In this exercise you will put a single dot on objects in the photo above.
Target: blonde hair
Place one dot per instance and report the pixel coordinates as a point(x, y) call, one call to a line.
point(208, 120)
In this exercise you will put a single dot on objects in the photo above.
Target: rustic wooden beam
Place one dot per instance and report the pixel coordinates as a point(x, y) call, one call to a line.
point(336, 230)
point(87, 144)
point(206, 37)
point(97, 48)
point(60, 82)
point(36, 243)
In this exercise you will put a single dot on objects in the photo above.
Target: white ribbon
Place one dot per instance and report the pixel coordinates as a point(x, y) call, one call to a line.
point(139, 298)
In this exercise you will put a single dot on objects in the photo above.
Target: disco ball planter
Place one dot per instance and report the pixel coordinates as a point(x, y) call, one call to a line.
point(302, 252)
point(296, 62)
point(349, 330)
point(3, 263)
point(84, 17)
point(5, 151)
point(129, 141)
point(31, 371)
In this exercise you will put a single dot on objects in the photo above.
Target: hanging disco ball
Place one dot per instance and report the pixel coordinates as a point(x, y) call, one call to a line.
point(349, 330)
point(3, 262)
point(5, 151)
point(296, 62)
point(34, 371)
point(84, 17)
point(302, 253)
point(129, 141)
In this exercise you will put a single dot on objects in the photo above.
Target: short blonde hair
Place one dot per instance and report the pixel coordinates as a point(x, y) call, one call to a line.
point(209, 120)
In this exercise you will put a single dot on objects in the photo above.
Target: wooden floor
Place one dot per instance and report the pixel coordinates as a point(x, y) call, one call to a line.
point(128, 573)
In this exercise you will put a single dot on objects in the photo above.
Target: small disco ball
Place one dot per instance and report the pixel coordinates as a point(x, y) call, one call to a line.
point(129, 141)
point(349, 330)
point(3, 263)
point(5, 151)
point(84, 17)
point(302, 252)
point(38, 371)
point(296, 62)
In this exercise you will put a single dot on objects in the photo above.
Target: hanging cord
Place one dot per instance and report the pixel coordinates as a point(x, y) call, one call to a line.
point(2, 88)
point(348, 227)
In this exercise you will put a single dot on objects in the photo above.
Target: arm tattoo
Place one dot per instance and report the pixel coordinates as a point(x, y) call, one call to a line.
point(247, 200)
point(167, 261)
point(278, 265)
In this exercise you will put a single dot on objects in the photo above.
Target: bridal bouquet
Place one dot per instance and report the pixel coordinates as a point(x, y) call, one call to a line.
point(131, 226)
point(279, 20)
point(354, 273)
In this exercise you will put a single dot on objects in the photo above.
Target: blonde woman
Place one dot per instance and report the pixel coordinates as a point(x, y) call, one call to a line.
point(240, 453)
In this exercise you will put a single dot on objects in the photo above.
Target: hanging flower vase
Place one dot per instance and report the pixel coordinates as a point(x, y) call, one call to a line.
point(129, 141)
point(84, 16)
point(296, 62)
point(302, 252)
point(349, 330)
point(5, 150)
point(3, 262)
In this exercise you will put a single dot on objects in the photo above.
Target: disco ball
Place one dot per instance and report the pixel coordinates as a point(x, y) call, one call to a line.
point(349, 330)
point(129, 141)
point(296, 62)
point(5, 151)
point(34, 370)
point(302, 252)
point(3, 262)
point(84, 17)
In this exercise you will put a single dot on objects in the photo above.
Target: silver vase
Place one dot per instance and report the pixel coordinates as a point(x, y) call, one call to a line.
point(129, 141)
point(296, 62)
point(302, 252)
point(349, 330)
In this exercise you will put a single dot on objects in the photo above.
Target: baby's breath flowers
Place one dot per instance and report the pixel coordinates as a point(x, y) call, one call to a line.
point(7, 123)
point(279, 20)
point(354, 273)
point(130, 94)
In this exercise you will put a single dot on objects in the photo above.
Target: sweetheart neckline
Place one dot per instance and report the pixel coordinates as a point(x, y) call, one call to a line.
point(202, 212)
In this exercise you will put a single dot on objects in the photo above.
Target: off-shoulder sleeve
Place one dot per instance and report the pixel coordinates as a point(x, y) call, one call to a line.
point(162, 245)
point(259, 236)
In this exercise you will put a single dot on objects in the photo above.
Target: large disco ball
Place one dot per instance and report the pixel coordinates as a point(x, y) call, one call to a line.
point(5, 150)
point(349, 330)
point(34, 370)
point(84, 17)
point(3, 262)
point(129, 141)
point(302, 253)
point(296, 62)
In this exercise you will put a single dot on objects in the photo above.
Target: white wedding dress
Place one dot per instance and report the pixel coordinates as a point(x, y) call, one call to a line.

====

### Objetivo
Reescreva todos os dados acima trocando "single dot" por "single mark" e mantenha todo o resto igual.

### Resposta completa
In this exercise you will put a single mark on objects in the photo above.
Target: blonde hair
Place one dot per instance and report the pixel coordinates as a point(x, y) call, one call to a line.
point(208, 120)
In this exercise you will put a single mark on objects in the photo above.
Target: rustic wooden beam
Place one dot per instance and report the pixel coordinates as a point(x, y) call, one call to a line.
point(336, 230)
point(87, 144)
point(206, 37)
point(97, 48)
point(60, 82)
point(36, 243)
In this exercise you will put a single mark on objects in the photo above.
Target: white ribbon
Place one dot per instance and report the pixel coordinates as a point(x, y) call, one call to a line.
point(139, 298)
In this exercise you will put a single mark on objects in the photo above.
Target: disco ball planter
Place one dot per instance and report the pixel coordinates as a point(x, y) call, one call to a line.
point(302, 252)
point(296, 62)
point(349, 330)
point(3, 263)
point(84, 17)
point(5, 151)
point(129, 141)
point(31, 371)
In this exercise you will put a single mark on objects in the photo above.
Target: hanging disco ball
Place one dot per instance and report the pixel coordinates as a point(x, y) call, one call to a line.
point(349, 330)
point(3, 262)
point(5, 151)
point(296, 62)
point(34, 371)
point(84, 17)
point(302, 253)
point(129, 141)
In this exercise you will put a single mark on objects in the photo above.
Target: short blonde hair
Place one dot per instance and report the pixel coordinates as a point(x, y) call, one call to a line.
point(209, 120)
In this exercise you will put a single mark on objects in the photo above.
Target: wooden floor
Place one dot per instance and report the pixel coordinates as a point(x, y) call, one call to a line.
point(128, 573)
In this exercise you will put a single mark on objects in the photo above.
Target: small disco ball
Place one dot per instance and report the pixel coordinates as a point(x, y) call, one call to a line.
point(129, 141)
point(349, 330)
point(3, 263)
point(5, 151)
point(84, 17)
point(302, 252)
point(38, 371)
point(296, 62)
In this exercise you will put a single mark on objects in the photo above.
Target: hanging cord
Place one dot per instance and report the pixel coordinates as a point(x, y) call, one call to a line.
point(2, 88)
point(348, 227)
In this exercise you will put a single mark on objects in the photo above.
Target: arm tattoo
Place one dot per instance and report the pixel coordinates as a point(x, y) call, one call to a line.
point(247, 200)
point(167, 261)
point(278, 265)
In this exercise you will put a single mark on objects in the photo above.
Target: bridal bouquet
Place one dot per instance and report the pixel coordinates as a point(x, y) call, one call to a line.
point(131, 226)
point(279, 20)
point(354, 273)
In this exercise you will put a single mark on objects in the photo above.
Target: blonde woman
Place one dot per instance and report the pixel coordinates as a point(x, y) call, one call to a line.
point(240, 453)
In this exercise you will put a single mark on objects in the photo above.
Target: hanging flower vase
Place one dot per instance and report the pixel coordinates as a point(x, y) call, one call to a line.
point(129, 141)
point(84, 16)
point(296, 62)
point(302, 252)
point(349, 330)
point(5, 150)
point(3, 262)
In this exercise you will put a single mark on objects in the photo above.
Target: disco ball
Place one dot per instance and report the pixel coordinates as a point(x, y) call, one call to a line.
point(349, 330)
point(129, 141)
point(296, 62)
point(5, 151)
point(34, 370)
point(302, 252)
point(3, 262)
point(84, 17)
In this exercise you will put a single mark on objects in the photo above.
Target: silver vase
Place one dot per instance and report the pixel coordinates as a point(x, y) call, one call to a line.
point(129, 141)
point(296, 62)
point(302, 252)
point(349, 330)
In this exercise you will put a single mark on objects in the photo above.
Target: baby's breath flowers
Place one dot per instance and report the pixel coordinates as a point(x, y) call, one call to a line.
point(7, 123)
point(279, 20)
point(354, 273)
point(130, 94)
In this exercise you will put a single mark on objects in the photo above.
Target: sweetheart neckline
Place one dot per instance and report the pixel coordinates as a point(x, y) call, one call to a line.
point(202, 212)
In this exercise you will put a single mark on objects in the photo above.
Target: off-shoulder sleeve
Place one dot per instance and report the pixel coordinates as a point(x, y) call, one call to a line.
point(162, 245)
point(259, 236)
In this exercise you will put a single mark on objects in the photo above.
Target: large disco ball
Place one dot per instance and report the pixel coordinates as a point(x, y) call, one call to a line.
point(5, 150)
point(349, 330)
point(34, 370)
point(84, 17)
point(3, 262)
point(129, 141)
point(302, 253)
point(296, 62)
In this exercise you will put a single mark on objects in the photo above.
Target: white wedding dress
Place one dot per instance and report the pixel coordinates as a point(x, y) call, one call to a line.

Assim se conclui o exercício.